_YOUR TASK_
Pull out every line of the listing below that contains the string "jetty", and copy each one unchanged.

_DATA TO USE_

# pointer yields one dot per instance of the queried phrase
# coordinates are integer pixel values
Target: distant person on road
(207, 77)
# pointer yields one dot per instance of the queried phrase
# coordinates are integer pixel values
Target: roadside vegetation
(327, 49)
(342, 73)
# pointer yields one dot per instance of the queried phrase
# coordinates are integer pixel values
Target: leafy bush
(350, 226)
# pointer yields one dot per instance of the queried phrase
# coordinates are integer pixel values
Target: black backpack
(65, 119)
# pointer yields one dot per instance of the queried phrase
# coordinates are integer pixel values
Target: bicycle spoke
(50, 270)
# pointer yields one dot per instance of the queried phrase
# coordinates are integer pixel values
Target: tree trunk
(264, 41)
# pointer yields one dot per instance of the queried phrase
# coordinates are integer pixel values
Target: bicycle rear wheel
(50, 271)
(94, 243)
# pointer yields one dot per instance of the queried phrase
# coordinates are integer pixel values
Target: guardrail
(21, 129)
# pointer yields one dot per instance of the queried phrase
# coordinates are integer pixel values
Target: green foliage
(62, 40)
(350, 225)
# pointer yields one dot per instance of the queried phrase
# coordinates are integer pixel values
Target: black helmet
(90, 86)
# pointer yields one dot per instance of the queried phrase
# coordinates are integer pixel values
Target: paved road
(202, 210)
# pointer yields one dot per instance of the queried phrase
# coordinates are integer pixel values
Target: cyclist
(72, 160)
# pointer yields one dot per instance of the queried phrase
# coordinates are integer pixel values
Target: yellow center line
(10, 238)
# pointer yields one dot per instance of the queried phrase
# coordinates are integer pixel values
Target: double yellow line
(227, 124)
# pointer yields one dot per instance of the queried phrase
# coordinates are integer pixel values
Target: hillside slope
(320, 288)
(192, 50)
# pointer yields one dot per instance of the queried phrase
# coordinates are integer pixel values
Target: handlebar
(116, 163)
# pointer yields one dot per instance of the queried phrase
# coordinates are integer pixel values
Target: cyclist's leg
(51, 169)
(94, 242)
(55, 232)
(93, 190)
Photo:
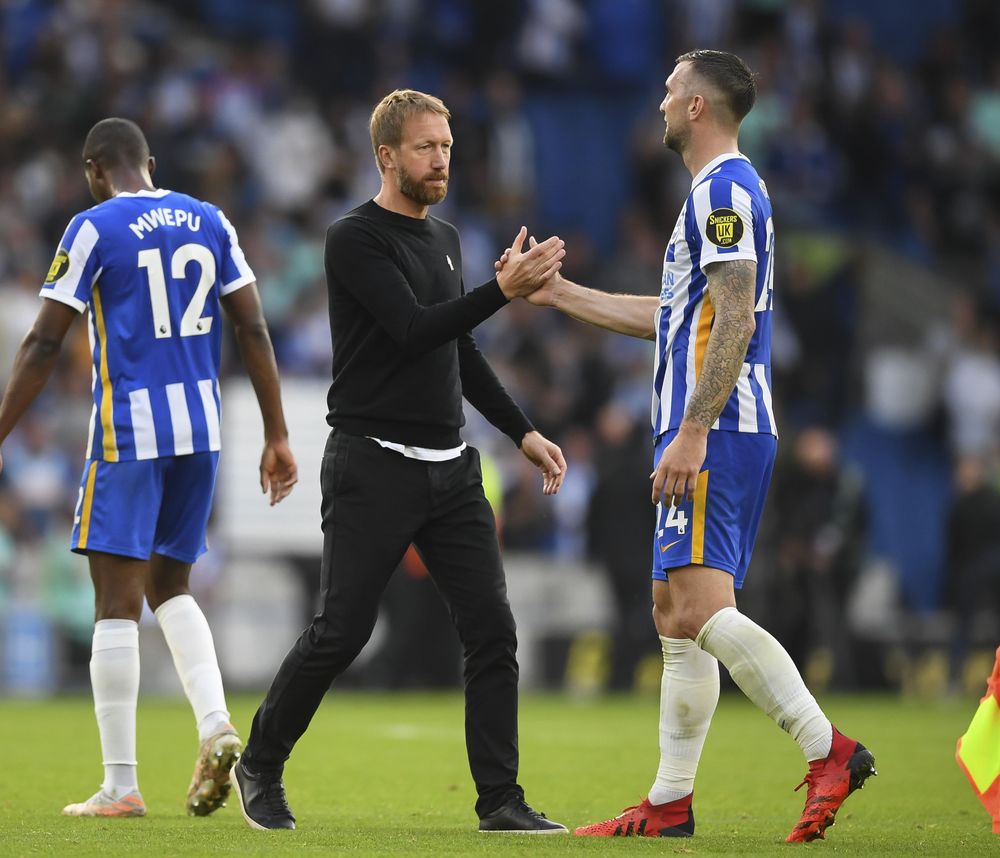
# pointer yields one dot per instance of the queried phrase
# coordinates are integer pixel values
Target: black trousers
(375, 503)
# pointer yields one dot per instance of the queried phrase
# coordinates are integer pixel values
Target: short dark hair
(729, 74)
(116, 142)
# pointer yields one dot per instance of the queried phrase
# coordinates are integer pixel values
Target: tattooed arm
(731, 287)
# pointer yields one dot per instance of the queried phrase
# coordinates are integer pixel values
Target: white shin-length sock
(767, 675)
(193, 649)
(114, 676)
(689, 693)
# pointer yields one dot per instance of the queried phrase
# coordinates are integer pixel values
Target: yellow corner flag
(978, 751)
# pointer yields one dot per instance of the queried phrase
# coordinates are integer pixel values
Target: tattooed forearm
(731, 287)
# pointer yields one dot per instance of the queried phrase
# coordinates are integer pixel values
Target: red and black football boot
(673, 819)
(831, 780)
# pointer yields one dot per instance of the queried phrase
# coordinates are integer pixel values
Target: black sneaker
(516, 816)
(262, 799)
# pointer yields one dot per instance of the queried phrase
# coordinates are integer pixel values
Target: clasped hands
(521, 272)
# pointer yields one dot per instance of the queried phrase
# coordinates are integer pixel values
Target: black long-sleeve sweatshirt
(400, 319)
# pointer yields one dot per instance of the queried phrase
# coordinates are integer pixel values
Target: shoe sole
(212, 792)
(235, 783)
(861, 765)
(525, 831)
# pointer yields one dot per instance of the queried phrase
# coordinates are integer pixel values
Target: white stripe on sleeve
(246, 275)
(743, 206)
(180, 419)
(746, 400)
(759, 372)
(740, 202)
(83, 245)
(143, 430)
(206, 387)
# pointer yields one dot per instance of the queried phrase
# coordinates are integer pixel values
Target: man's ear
(386, 157)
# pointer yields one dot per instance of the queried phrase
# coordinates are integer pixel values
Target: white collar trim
(156, 193)
(714, 163)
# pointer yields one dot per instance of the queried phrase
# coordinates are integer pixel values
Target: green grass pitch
(387, 774)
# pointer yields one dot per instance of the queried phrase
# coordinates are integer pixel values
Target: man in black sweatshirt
(396, 470)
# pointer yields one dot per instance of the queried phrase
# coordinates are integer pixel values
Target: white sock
(114, 676)
(689, 693)
(190, 640)
(766, 674)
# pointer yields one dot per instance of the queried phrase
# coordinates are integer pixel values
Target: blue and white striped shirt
(151, 267)
(726, 216)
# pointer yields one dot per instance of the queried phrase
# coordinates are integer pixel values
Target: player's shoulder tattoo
(732, 282)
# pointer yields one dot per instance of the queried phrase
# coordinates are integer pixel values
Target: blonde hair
(389, 115)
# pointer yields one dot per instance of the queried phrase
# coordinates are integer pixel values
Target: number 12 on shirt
(193, 324)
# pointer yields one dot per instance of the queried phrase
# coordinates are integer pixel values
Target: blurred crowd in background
(877, 130)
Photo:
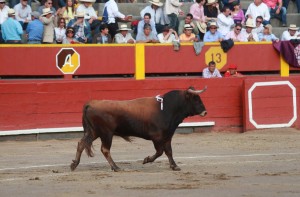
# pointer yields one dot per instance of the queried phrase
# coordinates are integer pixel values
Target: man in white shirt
(23, 13)
(89, 15)
(157, 14)
(225, 21)
(291, 33)
(258, 8)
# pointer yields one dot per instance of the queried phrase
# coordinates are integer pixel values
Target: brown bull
(152, 118)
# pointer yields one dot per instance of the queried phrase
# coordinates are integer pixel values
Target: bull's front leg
(169, 153)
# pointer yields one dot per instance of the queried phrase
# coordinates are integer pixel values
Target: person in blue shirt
(213, 35)
(35, 29)
(11, 29)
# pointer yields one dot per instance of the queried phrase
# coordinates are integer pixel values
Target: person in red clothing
(232, 71)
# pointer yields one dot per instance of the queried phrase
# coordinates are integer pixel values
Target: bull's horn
(197, 91)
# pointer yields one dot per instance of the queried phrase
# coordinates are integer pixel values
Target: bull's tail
(88, 132)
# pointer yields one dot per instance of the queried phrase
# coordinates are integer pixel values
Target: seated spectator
(124, 36)
(258, 8)
(157, 14)
(259, 27)
(237, 13)
(277, 10)
(211, 10)
(82, 28)
(11, 29)
(211, 71)
(69, 39)
(168, 36)
(187, 35)
(248, 32)
(291, 33)
(35, 29)
(213, 35)
(47, 19)
(90, 15)
(60, 31)
(147, 36)
(225, 21)
(188, 20)
(267, 34)
(103, 37)
(232, 71)
(236, 34)
(23, 11)
(146, 20)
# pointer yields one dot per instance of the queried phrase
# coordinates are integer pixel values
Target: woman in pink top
(237, 13)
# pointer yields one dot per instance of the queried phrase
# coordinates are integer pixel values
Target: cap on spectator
(35, 14)
(232, 66)
(293, 27)
(156, 2)
(11, 12)
(188, 26)
(46, 11)
(268, 26)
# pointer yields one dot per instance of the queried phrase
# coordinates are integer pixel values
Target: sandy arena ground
(259, 163)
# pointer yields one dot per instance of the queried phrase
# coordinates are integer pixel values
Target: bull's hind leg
(168, 151)
(159, 152)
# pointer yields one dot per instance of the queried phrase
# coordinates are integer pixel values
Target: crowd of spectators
(71, 21)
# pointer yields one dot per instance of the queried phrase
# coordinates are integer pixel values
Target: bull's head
(197, 104)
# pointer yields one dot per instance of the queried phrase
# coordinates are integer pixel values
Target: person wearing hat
(124, 36)
(213, 35)
(250, 35)
(187, 35)
(35, 29)
(157, 14)
(291, 33)
(267, 34)
(11, 29)
(232, 71)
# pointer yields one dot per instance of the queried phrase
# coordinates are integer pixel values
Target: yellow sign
(217, 55)
(67, 60)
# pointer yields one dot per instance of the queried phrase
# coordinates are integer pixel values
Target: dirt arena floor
(258, 163)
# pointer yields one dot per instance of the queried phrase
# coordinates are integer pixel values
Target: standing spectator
(60, 31)
(90, 15)
(277, 10)
(267, 34)
(103, 36)
(213, 35)
(168, 36)
(82, 28)
(187, 20)
(11, 29)
(146, 20)
(248, 32)
(236, 34)
(187, 35)
(211, 10)
(110, 14)
(157, 14)
(225, 21)
(291, 33)
(3, 16)
(258, 8)
(47, 19)
(147, 36)
(124, 36)
(35, 29)
(172, 9)
(23, 11)
(211, 71)
(237, 13)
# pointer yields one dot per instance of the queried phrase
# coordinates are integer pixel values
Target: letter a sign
(67, 60)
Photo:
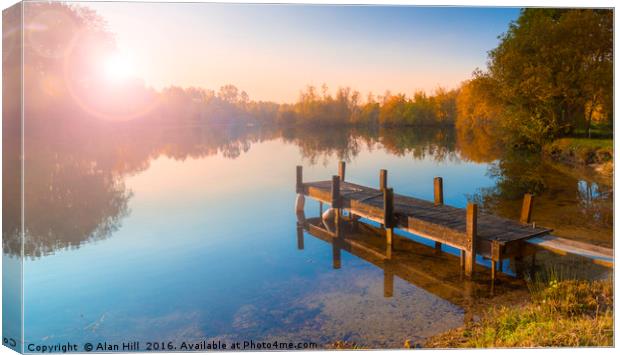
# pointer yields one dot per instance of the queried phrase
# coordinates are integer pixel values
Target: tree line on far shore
(550, 76)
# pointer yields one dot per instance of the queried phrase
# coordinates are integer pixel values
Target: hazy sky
(274, 51)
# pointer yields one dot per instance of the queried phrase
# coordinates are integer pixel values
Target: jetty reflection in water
(422, 266)
(133, 214)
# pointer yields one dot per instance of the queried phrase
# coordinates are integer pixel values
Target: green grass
(581, 150)
(561, 313)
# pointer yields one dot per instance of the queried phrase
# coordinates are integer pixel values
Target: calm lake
(190, 233)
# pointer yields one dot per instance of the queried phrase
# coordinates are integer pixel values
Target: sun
(118, 67)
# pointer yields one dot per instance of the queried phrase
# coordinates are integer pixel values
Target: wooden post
(382, 179)
(526, 209)
(388, 283)
(496, 257)
(336, 260)
(438, 183)
(299, 186)
(388, 218)
(471, 231)
(336, 203)
(300, 236)
(388, 208)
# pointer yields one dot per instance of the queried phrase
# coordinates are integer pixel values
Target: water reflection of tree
(74, 176)
(346, 143)
(573, 203)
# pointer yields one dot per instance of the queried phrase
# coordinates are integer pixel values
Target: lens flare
(118, 67)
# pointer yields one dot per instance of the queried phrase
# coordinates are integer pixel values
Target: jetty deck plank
(599, 255)
(438, 222)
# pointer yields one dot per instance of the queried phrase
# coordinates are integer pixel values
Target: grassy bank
(561, 313)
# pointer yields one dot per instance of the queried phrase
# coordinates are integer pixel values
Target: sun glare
(118, 67)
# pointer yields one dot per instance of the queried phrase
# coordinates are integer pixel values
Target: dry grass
(561, 313)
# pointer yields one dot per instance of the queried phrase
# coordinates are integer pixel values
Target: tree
(551, 66)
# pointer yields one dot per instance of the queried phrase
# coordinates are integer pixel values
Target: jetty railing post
(300, 236)
(299, 186)
(336, 256)
(438, 184)
(336, 200)
(471, 233)
(495, 258)
(388, 283)
(526, 209)
(438, 189)
(382, 179)
(388, 217)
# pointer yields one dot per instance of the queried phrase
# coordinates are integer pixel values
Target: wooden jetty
(467, 229)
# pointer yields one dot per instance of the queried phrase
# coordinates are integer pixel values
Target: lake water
(188, 234)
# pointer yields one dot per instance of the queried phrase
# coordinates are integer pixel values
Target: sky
(274, 51)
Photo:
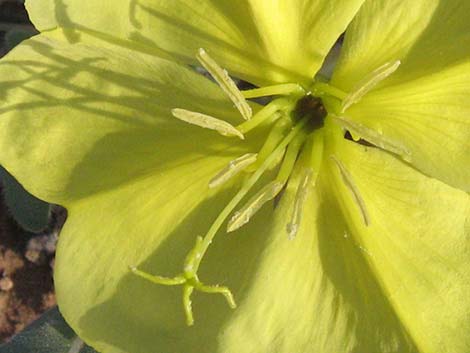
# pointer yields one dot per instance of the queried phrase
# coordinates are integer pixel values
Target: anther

_CORRECT ANSWER_
Target: jetty reflection in water
Target: jetty deck plank
Target: jetty railing post
Target: wooden jetty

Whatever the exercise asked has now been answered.